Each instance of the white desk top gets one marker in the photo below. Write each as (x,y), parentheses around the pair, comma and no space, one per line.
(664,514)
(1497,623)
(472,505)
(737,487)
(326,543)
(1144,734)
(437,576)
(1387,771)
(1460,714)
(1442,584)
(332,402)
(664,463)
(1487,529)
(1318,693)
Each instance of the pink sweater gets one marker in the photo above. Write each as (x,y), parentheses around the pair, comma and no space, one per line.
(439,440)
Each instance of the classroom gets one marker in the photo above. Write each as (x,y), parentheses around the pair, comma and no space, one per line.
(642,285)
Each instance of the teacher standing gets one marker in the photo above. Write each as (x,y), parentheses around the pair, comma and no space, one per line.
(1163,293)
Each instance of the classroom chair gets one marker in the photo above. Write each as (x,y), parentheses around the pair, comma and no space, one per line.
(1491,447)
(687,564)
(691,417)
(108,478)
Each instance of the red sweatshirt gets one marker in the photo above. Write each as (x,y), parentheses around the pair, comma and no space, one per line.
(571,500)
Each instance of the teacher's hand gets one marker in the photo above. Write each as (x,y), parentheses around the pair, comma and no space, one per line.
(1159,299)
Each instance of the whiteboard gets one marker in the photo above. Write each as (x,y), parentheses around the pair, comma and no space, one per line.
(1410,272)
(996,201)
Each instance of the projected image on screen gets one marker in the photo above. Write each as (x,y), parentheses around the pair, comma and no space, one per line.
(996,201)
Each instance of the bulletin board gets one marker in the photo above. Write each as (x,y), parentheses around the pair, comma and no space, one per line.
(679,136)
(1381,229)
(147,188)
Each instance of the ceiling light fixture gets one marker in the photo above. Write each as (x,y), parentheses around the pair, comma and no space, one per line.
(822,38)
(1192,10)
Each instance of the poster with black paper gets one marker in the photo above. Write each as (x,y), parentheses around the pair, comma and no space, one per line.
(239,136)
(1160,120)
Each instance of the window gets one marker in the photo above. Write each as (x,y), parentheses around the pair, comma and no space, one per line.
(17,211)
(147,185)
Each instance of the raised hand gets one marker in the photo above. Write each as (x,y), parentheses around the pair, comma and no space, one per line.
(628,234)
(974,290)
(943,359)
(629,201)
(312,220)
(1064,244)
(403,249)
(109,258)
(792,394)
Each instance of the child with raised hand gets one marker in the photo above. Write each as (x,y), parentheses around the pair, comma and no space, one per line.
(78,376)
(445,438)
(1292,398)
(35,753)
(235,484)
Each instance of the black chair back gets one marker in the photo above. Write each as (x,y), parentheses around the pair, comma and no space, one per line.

━━━━━━━━━━━━━━━━

# Task objective
Rewrite every one of the items above as a numbered list, leaving out any blank lines.

# Exercise solution
1. Each instance of the white desk top gets one marker in the photo below. Write each as (x,y), parentheses around the pair, comma and no space, one per line.
2. (664,514)
3. (1497,623)
4. (472,505)
5. (737,487)
6. (326,543)
7. (1144,734)
8. (437,576)
9. (1387,771)
10. (1460,714)
11. (1442,584)
12. (332,402)
13. (664,463)
14. (1487,529)
15. (1318,693)
16. Each instance of the pink sweater gets one marker in the photo above. Write each as (x,y), parentheses around the pair, comma and no space, one per line.
17. (439,440)
18. Each instance of the classroom gets one marker in the photo above. Write each as (x,y), parentheses around the pair, comma and no space, one per line.
19. (642,285)
20. Each instance of the teacher standing gets one marker in the photo above. Write each as (x,y), parentheses around the pair, comma and no space, one per line.
21. (1163,293)
22. Each instance of the classroom chair gets one marker in the photo above. Write each as (x,y), parentheses around the pair, comma and no space, one per line.
23. (1491,447)
24. (687,564)
25. (691,417)
26. (108,478)
27. Each instance of the red sweatshirt gets one marker in the photo above. Write each as (x,y), parentheses around the pair, comma and no space, one per line.
28. (571,500)
29. Each instance of the teacher's hand gets one marker in the photo above. Write each as (x,y), parentheses around the pair, comma and no space, one per line.
30. (1159,299)
31. Each instance of the whiteboard gets one marker in the photo above. Write each as (x,y), parentheses around the pair, comma and no space, one per line.
32. (1410,272)
33. (996,201)
34. Each instance of the projected image on screen gets one marker in the photo above. Write each as (x,y), parentheses around the pair, comma and no space, one per line.
35. (996,201)
36. Each instance of the bulletin board gets one marker in the photo above. Write each as (x,y), parentheses around the pair, comma and no space, one per line.
37. (679,136)
38. (1381,229)
39. (147,188)
40. Each instance of the ceiling light fixture gets one marker in the photo above. Write each as (x,y), parentheses around the pair, comma and no space, one per line.
41. (822,38)
42. (1192,10)
43. Each instance of the poster with black paper gets one marker in the photo above. Write each as (x,y), parentheses around the pair, comma and no space, one per line.
44. (239,136)
45. (1160,120)
46. Each instance of the window gets one marker in the photo above. Write each as (x,y), parentheses around the pair, comma and no space, one per line.
47. (17,211)
48. (147,185)
49. Each instance of the raised hand gets one marker in the photo above. Write each as (x,y), parentheses around the pair, comma and no space, one per line.
50. (628,234)
51. (974,290)
52. (943,359)
53. (629,201)
54. (312,220)
55. (1064,244)
56. (403,249)
57. (109,258)
58. (792,394)
59. Each instance of the child with raised hand gets one marker in the photo above. Write each as (x,y), parentheses around the pair, comma and no space, one per line.
60. (78,376)
61. (445,438)
62. (1292,398)
63. (35,753)
64. (235,484)
65. Each instance of the black chair back gets one marker in the photo above. Write each as (x,y), parentheses around the pair, comma and no space, one per line.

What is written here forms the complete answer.